It is interesting to compare frequency sweeps across a portion of an EPR spectrum using the FM coil of a YTO with large amplitude magnetization field sweeps using the field modulation coil that is mounted on an EPR cavity (see Ref. [5]). The YIG resonant frequency is f_o(MHz) ≈ 2.8H_o(G), the gyromagnetic ratio of the electron, where H_o is the magnetic field intensity in the air gap that contains the YIG resonator in the YTO magnetic circuit. The field modulation coil is physically large and often driven on the order of 1 A to establish 10 G at the sample. The FM coil on the other hand is very small and quite close to the YIG resonator. A typical YTO FM coil frequency sensitivity is on the order of 400 kHz/mA, which scales to approximately 140 G peak for 1 A peak—more than an order of magnitude greater than for the EPR field-modulation coil. In addition, a deficiency of the method of large amplitude field sweeps is that variation of field-modulation homogeneity across the sample leads to spectral blurring. In contrast, the microwave frequency is strictly uniform across the sample. Although the RF amplitude can vary, spectral blurring does not result. Furthermore, high bandwidth electronic driver circuits and thermal management with coils in the 100 mA range are more readily achieved than in the 1 A range. Hence, frequency sweeps with a YTO have significant practical advantages over field sweeps with a modulation coil.

Some records:
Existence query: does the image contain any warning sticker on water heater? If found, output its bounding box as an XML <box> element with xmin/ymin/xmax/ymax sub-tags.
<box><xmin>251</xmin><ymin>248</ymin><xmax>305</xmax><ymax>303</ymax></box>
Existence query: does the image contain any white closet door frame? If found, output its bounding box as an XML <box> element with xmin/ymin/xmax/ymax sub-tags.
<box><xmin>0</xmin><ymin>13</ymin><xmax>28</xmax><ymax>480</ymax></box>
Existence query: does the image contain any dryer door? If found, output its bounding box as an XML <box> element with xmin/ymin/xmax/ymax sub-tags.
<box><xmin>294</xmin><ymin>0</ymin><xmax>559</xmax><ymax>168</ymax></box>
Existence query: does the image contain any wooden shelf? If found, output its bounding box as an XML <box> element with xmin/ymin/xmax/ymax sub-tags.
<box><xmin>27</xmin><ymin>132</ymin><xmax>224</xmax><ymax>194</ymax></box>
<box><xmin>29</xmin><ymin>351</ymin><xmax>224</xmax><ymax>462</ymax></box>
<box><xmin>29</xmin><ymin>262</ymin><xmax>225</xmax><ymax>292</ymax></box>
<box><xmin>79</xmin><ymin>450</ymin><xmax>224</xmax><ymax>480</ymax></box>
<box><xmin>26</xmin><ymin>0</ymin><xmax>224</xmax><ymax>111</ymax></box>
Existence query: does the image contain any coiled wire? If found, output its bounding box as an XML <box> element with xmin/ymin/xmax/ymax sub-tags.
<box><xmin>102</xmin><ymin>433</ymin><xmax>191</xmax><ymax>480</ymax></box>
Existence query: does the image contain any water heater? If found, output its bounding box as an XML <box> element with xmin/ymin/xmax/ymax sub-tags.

OBJECTIVES ->
**A.** Decide whether each statement agrees with the text on YTO frequency sweeps, and support each yes or no by quoting the deciding words of the text. (i) The field modulation coil is often driven at around 1 A to produce 10 G at the sample. (ii) Variation in RF amplitude across the sample causes spectral blurring. (iii) The YTO FM coil is physically large and sits far from the YIG resonator.
**B.** According to the text on YTO frequency sweeps, what is a typical frequency sensitivity of a YTO FM coil?

OUTPUTS FOR THE TASKS ->
**A.**
(i) Yes: "often driven on the order of 1 A to establish 10 G at the sample"
(ii) No: "Although the RF amplitude can vary, spectral blurring does not result."
(iii) No: "The FM coil on the other hand is very small and quite close to the YIG resonator."

**B.** On the order of 400 kHz/mA.